Lots of distractions this evening so I’m falling back on an “I got nothing topic” and also falling back on sports.

Not long after we earned our black belts, my friend Charles and I were invited to a special lesson for all the higher level black belts in the region as Kawamoto sensei, the founder of the style, was still in the area and he kind of seemed to like us. At these events, Kawamoto typically introduces the newest techniques and the changes to the old ones. (Once every year, the 8th dans and above get together to review all the techniques and show how A, B or C don’t actually work unless you do D, E and F. Those, by the way, are not the actual names of the techniques.)


The training took place in a community gym out in the middle of nowhere and there was a surprising amount of tension among all the trainees, especially the second highest ranked member in the room. Charles and I noticed this tension but didn’t feel it as we were 1) fascinated by what was going on and 2) oblivious.

[Record excerpts]:
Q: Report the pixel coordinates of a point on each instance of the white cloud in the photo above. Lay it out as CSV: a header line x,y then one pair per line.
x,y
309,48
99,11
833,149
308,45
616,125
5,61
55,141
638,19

[Work order 1]:
Sum up the black belt post in two sentences.
[Work order 2]:
In the black belt post, who founded the style?
[Work order 3]:
From the black belt post, reproduce the part that opens with the words containing "The training took" and closes with "and 2) oblivious.".
The listing has nothing to do with the black belt post.

[Your solution 1]:
After earning their black belts, the writer and a friend named Charles were invited to a special lesson for higher level black belts in the region, where Kawamoto sensei, the founder of the style, typically introduces the newest techniques and changes to old ones. The training was held in a community gym out in the middle of nowhere, and although there was a surprising amount of tension among the trainees, the two noticed it but didn't feel it.

[Your solution 2]:
Kawamoto sensei.

[Your solution 3]:
The training took place in a community gym out in the middle of nowhere and there was a surprising amount of tension among all the trainees, especially the second highest ranked member in the room. Charles and I noticed this tension but didn’t feel it as we were 1) fascinated by what was going on and 2) oblivious.